| Dataset records |
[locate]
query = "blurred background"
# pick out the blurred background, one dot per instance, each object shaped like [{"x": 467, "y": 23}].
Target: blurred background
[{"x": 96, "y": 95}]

| What the task asks |
Retype the records above line for line, keeping every character and space the same.

| Written solution |
[locate]
query = "blurred background"
# pick out the blurred background, one dot per instance, each object shaped like [{"x": 467, "y": 23}].
Target: blurred background
[{"x": 96, "y": 95}]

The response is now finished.